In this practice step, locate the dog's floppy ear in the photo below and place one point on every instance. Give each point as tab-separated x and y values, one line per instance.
==
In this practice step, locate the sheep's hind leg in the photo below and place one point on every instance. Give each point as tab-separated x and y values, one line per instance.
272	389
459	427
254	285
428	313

Task objective: Identify every line in the records that contains the word "locate", matching case exactly, and copy each of those lines.

Output of the exercise:
In this practice step, locate the dog's floppy ear in the photo below and place one point on every instance. Give each point as tab-separated x and y values, one line per instance.
In this practice step, locate the sheep's hind leg in the photo below and place one point on every instance. Give each point as tab-separated x and y values, one line per instance.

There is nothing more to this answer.